Work instruction
A single number is expected: the count of lines in the entries below that contain "ribbon".
________________________________________
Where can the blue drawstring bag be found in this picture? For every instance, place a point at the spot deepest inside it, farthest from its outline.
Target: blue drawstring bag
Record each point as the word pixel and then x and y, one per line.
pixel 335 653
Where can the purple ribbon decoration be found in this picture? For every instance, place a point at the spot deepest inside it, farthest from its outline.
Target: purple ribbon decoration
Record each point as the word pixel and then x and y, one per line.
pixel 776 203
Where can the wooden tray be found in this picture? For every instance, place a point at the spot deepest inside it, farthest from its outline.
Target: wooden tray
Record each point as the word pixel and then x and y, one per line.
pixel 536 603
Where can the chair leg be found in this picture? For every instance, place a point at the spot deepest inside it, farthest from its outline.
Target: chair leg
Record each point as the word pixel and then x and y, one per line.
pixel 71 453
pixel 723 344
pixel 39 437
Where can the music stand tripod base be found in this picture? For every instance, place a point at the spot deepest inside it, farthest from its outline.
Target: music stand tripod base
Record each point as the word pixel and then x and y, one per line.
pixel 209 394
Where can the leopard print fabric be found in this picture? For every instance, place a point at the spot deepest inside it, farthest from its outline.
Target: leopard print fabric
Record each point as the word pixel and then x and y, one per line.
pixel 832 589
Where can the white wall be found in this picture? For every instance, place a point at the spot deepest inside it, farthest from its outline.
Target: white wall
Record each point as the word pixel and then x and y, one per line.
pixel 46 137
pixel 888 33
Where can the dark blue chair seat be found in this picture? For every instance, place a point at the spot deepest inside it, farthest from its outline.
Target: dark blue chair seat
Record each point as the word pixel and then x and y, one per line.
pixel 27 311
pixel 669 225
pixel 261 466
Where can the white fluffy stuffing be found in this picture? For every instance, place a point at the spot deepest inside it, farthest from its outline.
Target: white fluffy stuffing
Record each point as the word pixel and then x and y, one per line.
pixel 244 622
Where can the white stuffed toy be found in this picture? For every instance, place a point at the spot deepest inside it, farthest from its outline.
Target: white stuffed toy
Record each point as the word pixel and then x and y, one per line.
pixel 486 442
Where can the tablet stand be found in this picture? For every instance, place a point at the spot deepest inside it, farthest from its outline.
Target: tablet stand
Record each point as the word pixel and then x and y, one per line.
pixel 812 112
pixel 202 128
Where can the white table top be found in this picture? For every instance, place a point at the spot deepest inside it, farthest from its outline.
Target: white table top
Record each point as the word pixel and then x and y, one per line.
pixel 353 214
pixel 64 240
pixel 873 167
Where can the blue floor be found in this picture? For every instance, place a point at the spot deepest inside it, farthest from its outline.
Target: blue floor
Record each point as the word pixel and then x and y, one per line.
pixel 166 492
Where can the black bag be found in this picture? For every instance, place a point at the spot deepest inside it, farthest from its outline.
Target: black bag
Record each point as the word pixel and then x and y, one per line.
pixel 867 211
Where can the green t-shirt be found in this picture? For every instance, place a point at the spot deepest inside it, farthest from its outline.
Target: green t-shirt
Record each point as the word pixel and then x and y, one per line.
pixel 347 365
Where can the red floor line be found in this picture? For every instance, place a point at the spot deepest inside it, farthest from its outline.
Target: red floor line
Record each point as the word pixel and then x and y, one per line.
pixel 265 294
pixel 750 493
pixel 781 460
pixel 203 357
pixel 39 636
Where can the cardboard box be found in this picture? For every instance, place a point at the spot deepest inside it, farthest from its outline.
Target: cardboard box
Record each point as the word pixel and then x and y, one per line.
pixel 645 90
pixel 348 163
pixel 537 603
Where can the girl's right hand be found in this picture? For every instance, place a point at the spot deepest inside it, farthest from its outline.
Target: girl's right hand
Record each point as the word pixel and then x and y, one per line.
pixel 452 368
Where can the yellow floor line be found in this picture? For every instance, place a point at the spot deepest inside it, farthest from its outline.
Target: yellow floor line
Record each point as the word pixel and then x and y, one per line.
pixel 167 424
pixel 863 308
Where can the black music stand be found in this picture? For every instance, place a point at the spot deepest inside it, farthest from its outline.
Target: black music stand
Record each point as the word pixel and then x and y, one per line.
________________________________________
Solution to the problem
2